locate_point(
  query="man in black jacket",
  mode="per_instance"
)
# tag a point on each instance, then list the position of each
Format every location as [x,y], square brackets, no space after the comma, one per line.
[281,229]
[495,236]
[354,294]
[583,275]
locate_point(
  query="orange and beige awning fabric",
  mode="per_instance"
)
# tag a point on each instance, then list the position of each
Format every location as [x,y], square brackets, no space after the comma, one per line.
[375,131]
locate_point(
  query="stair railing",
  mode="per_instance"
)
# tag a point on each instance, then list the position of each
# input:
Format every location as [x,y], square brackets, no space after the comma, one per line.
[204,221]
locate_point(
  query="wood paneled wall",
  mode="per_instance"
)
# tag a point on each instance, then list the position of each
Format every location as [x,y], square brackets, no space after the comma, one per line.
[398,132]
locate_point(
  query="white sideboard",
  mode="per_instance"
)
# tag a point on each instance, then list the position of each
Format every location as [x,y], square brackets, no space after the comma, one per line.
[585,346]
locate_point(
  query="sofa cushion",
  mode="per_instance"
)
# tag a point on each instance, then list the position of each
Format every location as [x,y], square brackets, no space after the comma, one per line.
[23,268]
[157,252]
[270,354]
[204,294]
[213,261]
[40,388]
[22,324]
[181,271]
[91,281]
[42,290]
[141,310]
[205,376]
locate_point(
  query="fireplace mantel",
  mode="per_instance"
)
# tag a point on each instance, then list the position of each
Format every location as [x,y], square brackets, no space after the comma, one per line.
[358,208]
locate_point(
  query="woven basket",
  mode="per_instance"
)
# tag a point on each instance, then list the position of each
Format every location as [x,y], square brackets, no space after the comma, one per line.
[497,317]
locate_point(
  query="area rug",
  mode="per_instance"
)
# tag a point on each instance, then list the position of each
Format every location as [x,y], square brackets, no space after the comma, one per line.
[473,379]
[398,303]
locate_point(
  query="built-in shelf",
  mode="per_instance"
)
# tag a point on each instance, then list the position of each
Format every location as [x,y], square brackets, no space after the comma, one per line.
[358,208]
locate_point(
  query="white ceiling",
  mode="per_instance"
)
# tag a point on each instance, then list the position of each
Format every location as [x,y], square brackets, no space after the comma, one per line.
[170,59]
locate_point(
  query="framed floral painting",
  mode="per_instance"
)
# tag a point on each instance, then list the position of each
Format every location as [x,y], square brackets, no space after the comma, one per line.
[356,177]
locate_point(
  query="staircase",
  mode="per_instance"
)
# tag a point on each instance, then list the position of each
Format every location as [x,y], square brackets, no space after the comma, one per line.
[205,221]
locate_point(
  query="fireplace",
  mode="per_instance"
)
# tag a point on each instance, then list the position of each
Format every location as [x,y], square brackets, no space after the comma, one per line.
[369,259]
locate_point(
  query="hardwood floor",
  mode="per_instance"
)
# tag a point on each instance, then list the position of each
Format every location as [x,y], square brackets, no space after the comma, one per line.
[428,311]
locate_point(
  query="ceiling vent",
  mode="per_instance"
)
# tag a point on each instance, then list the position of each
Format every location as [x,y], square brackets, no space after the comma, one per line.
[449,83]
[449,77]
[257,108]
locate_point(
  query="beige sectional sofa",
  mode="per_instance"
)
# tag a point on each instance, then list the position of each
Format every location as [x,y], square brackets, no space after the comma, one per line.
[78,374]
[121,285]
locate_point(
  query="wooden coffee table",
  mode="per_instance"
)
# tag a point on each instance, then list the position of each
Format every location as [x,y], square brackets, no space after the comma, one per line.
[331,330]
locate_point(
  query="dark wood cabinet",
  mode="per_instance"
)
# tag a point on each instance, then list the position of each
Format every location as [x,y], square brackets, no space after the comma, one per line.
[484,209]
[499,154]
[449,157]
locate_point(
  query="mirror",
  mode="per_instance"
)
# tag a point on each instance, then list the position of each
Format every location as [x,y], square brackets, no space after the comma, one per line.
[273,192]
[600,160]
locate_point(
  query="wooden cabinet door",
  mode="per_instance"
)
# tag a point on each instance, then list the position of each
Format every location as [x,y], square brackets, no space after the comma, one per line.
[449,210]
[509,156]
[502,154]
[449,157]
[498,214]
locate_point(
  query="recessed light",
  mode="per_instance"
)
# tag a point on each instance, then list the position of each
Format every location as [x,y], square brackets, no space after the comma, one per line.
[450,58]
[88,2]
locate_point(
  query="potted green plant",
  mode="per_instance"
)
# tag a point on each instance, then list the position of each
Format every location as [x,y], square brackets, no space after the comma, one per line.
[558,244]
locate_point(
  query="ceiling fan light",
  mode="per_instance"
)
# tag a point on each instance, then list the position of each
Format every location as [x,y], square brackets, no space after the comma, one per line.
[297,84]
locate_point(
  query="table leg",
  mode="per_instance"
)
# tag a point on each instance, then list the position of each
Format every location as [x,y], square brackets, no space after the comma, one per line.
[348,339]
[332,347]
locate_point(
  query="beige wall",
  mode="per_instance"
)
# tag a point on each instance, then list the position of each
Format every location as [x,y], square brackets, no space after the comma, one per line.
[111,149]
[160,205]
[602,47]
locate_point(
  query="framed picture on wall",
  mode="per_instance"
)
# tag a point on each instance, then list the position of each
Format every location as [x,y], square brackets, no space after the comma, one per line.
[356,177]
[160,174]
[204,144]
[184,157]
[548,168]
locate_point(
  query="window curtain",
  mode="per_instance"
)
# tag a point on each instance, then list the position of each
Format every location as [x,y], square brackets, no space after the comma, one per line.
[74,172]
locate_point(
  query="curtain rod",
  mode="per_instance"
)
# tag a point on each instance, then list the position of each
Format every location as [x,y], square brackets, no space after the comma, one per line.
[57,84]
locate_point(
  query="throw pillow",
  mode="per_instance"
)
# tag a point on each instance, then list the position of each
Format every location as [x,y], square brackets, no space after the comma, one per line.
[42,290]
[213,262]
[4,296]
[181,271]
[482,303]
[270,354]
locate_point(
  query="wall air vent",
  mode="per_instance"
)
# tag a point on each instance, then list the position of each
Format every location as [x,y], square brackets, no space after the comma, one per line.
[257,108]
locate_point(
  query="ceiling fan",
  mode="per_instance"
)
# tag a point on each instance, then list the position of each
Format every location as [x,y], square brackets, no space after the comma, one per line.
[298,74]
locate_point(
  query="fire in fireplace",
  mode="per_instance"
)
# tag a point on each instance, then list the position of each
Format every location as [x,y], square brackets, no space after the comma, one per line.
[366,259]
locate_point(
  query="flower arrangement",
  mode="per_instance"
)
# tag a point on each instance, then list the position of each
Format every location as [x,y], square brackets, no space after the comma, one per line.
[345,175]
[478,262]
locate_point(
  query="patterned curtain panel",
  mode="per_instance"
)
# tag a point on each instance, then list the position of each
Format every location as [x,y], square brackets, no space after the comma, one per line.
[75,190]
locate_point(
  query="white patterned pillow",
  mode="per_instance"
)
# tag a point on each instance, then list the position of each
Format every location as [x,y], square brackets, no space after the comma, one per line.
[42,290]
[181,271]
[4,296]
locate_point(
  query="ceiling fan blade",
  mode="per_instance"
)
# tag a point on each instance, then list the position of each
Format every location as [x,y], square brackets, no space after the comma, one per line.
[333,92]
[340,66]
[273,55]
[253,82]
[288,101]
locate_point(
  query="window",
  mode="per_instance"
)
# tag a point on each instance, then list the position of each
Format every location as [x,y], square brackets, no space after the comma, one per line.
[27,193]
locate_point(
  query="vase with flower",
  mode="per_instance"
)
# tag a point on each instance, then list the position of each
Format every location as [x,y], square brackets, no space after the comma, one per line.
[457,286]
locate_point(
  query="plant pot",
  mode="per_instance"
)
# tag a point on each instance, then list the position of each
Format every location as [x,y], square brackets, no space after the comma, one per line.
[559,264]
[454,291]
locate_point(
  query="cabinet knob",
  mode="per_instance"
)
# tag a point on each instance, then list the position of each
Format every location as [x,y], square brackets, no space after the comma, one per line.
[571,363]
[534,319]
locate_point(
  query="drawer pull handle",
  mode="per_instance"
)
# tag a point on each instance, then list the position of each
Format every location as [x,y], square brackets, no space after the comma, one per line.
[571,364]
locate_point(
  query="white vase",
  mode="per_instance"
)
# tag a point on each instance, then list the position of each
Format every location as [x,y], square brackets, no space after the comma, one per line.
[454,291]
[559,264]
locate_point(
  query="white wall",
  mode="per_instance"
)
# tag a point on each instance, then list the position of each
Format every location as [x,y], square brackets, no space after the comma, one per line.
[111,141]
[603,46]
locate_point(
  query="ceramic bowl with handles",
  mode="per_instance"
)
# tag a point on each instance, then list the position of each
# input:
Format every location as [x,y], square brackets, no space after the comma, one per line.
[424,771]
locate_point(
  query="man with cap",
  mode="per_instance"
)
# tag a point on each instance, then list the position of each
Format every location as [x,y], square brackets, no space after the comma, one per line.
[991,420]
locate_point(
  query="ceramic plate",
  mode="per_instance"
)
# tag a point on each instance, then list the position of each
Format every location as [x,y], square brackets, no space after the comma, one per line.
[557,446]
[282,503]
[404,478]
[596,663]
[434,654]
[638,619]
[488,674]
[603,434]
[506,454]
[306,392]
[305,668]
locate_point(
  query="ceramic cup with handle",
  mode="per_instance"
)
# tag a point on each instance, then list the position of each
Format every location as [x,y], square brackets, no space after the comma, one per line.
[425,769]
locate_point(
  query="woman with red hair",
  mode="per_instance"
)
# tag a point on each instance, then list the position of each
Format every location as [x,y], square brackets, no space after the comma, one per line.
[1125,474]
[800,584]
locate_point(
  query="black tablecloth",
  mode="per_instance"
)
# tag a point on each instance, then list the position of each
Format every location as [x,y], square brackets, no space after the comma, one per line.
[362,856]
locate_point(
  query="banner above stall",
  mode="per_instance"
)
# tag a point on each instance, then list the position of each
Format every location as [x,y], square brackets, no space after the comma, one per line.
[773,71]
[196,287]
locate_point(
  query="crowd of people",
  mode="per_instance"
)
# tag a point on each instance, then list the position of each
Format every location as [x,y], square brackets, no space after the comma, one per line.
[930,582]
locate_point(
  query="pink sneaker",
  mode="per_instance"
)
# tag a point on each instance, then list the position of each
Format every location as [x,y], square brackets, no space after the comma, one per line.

◆ ◆ ◆ ◆ ◆ ◆ ◆

- What the task asks
How many lines in the listing above contain "fireplace"? Give only the number.

- Reply to the task
3